- [EXTRAIT DU DOCUMENT]
----
Recommandation structurelle no 10 : Investir dans des stratégies qui abordent les déterminants sociaux de la santé, y compris des initiatives de lutte contre la pauvreté et élaborer des politiques pour lutter contre le racisme, la stigmatisation et la discrimination dans la société.
Le fait d’avoir un système de santé qui dessert adéquatement les personnes marginalisées et exclues de la société est un pas important, mais il ne constitue, en fin de compte, qu’une solution de fortune aux problèmes plus vastes et plus fondamentaux que sont l’exclusion sociale et la marginalisation.
Il est essentiel d’investir dans des politiques et des programmes qui améliorent les conditions de vie socioéconomiques des populations opprimées et marginalisées. Investir dans le logement, l’emploi, l’éducation, la réduction des méfaits et les initiatives de renforcement des capacités de la communauté permet de créer des communautés saines et sécuritaires. Investir dans les prisons, les forces policières et autres institutions axées sur la punition contribue à retraumatiser les gens et à renforcer l’exclusion sociale, la marginalisation, des questions personnelles de sécurité et une mauvaise santé.
----
[Données de pointage fondées sur des images]
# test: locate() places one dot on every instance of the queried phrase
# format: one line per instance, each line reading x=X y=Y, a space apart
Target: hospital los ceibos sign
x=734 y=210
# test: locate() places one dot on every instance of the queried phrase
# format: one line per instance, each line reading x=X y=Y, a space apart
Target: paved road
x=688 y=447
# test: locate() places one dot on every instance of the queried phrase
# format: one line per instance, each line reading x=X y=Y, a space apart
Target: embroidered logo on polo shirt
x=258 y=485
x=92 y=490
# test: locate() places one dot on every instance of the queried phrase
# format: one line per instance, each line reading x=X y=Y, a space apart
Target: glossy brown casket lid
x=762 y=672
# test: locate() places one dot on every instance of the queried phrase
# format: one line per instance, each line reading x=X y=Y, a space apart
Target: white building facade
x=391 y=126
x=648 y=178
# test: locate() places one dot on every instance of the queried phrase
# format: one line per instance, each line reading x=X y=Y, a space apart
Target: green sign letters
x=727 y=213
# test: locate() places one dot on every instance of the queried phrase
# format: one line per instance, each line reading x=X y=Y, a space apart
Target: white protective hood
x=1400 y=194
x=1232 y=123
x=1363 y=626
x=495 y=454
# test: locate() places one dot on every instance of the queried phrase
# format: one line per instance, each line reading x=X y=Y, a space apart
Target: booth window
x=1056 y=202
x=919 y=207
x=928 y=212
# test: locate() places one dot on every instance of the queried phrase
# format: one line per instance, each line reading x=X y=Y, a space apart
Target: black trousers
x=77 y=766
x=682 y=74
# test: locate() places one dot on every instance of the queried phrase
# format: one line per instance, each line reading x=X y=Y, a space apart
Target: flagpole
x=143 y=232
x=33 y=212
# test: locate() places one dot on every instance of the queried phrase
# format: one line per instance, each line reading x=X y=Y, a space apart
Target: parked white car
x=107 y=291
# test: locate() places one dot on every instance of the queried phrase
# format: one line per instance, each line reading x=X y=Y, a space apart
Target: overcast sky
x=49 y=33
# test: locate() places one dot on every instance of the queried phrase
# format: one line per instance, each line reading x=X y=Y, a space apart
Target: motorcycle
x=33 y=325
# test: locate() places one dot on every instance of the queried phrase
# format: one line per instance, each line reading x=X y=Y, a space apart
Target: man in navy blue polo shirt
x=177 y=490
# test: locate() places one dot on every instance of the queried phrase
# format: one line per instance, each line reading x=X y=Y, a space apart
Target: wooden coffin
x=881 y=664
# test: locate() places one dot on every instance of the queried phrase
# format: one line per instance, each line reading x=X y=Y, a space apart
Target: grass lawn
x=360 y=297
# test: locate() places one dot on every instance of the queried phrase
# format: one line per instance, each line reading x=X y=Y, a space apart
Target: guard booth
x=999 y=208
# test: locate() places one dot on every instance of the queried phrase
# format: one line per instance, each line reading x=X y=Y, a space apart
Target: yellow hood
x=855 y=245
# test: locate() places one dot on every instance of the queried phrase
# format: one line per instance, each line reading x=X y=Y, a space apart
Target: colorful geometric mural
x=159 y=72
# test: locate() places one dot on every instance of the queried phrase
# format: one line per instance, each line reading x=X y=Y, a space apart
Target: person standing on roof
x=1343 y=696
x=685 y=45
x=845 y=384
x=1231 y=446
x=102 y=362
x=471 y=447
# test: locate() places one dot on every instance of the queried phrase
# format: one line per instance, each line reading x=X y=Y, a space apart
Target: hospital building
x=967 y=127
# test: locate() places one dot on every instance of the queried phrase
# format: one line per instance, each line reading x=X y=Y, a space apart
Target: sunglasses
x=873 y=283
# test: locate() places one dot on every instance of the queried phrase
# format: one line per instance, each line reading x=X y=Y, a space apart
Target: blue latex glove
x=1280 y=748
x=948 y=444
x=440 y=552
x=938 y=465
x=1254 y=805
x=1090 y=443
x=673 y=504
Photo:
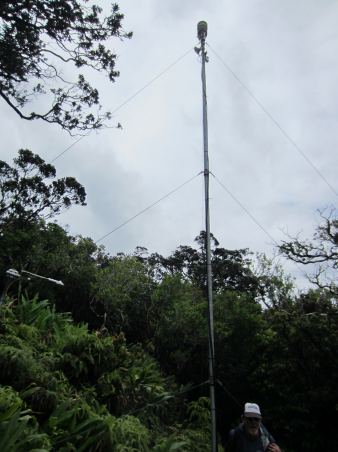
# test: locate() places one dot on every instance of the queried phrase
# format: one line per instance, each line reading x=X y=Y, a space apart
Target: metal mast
x=202 y=31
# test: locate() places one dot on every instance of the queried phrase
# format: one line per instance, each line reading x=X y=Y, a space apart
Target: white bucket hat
x=252 y=410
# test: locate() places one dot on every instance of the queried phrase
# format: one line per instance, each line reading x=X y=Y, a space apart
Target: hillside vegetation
x=117 y=358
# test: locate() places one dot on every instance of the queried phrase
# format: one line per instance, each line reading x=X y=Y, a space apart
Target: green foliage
x=27 y=197
x=36 y=34
x=128 y=434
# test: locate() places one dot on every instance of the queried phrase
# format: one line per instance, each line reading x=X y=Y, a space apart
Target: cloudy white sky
x=284 y=51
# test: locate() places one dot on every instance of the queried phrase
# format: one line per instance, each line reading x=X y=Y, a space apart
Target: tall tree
x=230 y=268
x=37 y=33
x=320 y=254
x=26 y=195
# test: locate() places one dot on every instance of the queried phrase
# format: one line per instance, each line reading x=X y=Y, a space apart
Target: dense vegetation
x=37 y=39
x=127 y=332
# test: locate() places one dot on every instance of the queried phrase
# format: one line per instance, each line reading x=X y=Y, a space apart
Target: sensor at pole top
x=202 y=30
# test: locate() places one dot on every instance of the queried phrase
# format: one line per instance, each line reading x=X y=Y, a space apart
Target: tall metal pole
x=202 y=31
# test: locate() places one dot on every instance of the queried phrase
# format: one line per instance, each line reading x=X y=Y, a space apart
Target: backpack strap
x=237 y=434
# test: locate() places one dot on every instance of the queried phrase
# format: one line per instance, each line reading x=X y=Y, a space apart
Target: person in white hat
x=251 y=436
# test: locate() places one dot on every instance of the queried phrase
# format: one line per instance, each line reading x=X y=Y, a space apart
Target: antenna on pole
x=202 y=32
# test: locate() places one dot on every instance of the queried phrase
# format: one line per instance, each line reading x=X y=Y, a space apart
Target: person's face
x=252 y=425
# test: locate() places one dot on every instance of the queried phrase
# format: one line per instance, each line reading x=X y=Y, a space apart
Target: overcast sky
x=285 y=53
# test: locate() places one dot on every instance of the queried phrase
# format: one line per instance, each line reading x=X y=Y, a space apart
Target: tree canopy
x=127 y=331
x=26 y=196
x=37 y=38
x=321 y=254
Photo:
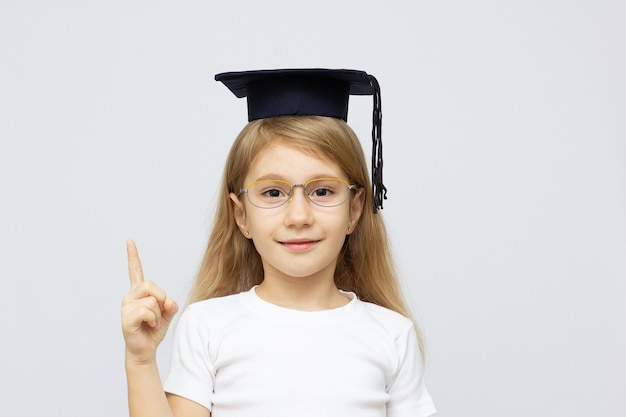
----
- [ESSAYEZ] Recopiez à l'identique le passage de l'extrait sur les déterminants sociaux de la santé compris entre « Recommandation structurelle no » et « dans la société. », ces deux segments inclus.

- [RÉPONSE ATTENDUE]
Recommandation structurelle no 10 : Investir dans des stratégies qui abordent les déterminants sociaux de la santé, y compris des initiatives de lutte contre la pauvreté et élaborer des politiques pour lutter contre le racisme, la stigmatisation et la discrimination dans la société.